Stated task: Pull out every line of the data below that contains the word "blue", and list those lines.

Source records:
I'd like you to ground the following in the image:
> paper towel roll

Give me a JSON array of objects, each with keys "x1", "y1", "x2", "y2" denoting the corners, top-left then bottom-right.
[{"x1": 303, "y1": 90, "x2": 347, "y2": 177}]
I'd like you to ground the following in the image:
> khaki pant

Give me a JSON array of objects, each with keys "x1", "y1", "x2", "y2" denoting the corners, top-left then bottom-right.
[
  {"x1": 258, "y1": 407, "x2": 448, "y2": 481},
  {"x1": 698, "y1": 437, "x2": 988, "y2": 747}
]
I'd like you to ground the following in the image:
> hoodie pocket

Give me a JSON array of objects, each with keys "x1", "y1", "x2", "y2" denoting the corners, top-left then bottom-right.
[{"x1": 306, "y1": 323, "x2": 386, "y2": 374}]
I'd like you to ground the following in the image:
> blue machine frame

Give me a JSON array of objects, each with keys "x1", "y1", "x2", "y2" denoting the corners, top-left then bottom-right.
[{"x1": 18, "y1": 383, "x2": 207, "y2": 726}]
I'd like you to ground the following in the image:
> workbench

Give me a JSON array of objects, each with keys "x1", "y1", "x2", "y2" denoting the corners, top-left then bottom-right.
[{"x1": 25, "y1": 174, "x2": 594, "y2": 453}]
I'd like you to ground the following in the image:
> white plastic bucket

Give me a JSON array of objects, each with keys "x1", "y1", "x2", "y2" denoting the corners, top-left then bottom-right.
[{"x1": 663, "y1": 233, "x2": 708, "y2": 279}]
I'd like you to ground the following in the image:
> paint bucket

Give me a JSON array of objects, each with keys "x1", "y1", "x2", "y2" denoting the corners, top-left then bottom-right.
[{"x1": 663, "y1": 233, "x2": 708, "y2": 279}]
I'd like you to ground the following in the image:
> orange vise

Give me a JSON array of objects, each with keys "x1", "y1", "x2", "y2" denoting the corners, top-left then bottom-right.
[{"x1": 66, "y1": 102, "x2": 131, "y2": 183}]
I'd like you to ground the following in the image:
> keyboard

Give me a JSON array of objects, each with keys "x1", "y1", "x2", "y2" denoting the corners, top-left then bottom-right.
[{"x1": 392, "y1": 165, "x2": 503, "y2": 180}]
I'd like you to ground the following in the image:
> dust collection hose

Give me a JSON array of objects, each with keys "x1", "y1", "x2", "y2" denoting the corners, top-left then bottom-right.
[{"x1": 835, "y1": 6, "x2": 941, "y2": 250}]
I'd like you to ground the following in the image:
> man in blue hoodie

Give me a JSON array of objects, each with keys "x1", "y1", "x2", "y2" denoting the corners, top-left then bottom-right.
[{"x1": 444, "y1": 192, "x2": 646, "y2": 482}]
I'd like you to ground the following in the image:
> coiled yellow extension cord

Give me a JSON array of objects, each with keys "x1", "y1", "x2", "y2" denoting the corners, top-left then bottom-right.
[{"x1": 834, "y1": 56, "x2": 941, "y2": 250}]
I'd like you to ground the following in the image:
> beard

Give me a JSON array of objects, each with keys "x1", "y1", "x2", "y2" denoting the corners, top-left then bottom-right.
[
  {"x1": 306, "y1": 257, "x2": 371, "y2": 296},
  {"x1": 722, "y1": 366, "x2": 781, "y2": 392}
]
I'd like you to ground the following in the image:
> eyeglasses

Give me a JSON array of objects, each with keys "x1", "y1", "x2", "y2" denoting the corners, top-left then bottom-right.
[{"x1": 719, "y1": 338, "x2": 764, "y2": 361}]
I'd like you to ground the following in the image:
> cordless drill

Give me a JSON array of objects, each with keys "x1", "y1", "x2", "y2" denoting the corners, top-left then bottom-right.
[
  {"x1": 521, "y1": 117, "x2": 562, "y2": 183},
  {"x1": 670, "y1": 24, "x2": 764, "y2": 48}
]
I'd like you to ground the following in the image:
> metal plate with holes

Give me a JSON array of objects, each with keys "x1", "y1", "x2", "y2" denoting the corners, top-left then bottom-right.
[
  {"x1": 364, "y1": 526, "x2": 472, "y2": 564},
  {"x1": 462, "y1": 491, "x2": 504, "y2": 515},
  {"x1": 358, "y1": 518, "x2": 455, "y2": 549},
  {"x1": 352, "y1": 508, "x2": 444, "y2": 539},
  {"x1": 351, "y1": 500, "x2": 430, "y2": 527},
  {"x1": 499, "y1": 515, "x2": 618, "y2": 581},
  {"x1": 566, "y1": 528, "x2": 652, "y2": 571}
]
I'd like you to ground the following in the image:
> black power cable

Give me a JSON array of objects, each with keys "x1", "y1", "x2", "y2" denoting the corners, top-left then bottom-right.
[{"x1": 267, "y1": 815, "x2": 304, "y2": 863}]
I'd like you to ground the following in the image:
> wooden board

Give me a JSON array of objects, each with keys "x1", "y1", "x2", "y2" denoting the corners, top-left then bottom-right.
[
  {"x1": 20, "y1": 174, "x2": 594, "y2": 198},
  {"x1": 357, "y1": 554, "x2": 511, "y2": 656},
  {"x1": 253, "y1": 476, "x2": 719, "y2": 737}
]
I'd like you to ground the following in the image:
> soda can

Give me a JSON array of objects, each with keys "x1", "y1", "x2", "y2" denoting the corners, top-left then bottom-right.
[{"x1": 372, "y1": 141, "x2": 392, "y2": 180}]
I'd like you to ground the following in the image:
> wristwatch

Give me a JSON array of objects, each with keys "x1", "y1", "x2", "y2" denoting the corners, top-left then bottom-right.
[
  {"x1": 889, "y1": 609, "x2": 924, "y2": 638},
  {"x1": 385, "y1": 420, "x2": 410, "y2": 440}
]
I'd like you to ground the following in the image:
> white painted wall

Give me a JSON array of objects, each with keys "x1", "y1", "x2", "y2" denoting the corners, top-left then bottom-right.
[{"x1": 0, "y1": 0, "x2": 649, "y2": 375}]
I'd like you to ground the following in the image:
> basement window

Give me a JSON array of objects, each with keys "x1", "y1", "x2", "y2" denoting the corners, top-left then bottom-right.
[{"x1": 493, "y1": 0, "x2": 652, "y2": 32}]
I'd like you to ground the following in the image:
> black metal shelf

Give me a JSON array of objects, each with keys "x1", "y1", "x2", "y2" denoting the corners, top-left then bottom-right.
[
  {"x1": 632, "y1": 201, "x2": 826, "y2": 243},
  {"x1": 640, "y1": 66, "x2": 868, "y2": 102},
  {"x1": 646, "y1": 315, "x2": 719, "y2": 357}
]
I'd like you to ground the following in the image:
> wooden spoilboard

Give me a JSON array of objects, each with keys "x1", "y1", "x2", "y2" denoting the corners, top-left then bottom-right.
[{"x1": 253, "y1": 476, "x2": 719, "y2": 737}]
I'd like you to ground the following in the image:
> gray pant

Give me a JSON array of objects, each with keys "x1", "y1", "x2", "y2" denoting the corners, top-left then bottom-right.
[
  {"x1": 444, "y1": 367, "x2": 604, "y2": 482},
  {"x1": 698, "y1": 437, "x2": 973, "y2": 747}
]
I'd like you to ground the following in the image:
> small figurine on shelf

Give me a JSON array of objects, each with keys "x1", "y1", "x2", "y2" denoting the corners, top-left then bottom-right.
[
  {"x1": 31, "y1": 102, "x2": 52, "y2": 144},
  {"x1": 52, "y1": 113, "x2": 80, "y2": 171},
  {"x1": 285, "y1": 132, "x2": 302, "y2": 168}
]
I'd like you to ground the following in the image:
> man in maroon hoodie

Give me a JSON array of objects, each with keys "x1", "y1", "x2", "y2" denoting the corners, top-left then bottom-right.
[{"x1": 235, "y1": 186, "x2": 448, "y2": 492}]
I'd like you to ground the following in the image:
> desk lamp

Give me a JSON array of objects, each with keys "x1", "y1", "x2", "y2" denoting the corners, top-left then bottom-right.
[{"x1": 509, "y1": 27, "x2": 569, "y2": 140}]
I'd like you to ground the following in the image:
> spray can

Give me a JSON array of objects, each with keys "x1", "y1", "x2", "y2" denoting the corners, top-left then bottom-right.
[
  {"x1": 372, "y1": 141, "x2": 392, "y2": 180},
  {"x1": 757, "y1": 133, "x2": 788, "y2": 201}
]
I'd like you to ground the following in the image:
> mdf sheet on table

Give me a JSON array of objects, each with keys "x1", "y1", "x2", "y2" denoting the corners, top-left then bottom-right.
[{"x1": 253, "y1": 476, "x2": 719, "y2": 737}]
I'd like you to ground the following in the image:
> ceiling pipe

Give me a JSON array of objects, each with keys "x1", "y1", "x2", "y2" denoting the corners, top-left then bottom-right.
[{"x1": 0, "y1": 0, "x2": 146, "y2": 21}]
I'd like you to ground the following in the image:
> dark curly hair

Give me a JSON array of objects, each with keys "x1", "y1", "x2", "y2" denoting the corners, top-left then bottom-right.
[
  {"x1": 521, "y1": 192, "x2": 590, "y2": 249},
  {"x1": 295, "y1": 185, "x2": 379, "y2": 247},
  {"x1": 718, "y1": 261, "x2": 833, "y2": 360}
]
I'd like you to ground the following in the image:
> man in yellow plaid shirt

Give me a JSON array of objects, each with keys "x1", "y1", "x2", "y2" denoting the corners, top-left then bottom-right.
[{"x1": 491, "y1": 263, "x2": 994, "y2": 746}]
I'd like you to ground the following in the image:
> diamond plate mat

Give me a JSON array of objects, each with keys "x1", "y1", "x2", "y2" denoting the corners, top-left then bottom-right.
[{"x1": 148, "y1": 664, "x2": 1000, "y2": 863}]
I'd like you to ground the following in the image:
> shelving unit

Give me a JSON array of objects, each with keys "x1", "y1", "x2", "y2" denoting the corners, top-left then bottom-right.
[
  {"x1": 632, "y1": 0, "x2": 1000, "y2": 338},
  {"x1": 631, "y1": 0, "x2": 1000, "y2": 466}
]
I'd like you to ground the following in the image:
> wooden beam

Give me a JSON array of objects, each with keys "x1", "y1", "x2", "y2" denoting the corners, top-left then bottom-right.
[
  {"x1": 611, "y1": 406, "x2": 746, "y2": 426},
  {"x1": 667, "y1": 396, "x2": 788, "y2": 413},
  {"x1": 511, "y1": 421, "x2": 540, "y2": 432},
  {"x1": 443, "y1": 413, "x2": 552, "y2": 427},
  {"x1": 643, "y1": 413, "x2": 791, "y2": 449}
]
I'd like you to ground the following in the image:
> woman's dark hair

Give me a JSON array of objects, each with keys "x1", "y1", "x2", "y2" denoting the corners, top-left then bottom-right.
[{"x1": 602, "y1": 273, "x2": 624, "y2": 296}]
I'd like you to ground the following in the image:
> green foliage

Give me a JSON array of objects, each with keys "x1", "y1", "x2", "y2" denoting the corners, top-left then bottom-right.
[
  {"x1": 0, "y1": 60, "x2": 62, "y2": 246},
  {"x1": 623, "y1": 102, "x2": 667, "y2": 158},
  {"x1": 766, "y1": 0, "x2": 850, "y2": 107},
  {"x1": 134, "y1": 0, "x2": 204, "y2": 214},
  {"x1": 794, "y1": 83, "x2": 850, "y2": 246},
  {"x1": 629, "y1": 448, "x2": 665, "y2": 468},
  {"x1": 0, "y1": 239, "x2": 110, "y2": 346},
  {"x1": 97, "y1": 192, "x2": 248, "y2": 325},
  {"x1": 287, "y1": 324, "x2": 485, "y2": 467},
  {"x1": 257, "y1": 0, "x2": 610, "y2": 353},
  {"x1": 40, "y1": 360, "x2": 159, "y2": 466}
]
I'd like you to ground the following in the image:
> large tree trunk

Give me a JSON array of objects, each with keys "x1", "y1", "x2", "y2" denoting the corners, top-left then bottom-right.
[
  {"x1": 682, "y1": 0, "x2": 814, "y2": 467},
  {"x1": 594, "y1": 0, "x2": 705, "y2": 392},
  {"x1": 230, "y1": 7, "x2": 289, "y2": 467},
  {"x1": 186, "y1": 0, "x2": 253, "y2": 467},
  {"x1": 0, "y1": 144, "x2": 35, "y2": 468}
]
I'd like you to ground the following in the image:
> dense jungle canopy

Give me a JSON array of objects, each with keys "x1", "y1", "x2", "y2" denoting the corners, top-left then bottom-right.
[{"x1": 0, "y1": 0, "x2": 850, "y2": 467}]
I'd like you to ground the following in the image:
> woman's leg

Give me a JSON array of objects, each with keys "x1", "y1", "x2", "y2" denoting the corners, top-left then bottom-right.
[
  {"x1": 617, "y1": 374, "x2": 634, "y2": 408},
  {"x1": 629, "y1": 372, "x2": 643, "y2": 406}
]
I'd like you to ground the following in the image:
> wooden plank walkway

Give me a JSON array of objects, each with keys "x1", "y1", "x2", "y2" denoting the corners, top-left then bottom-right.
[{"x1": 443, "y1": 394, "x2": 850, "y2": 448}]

The result:
> blue machine frame
> man in blue hoodie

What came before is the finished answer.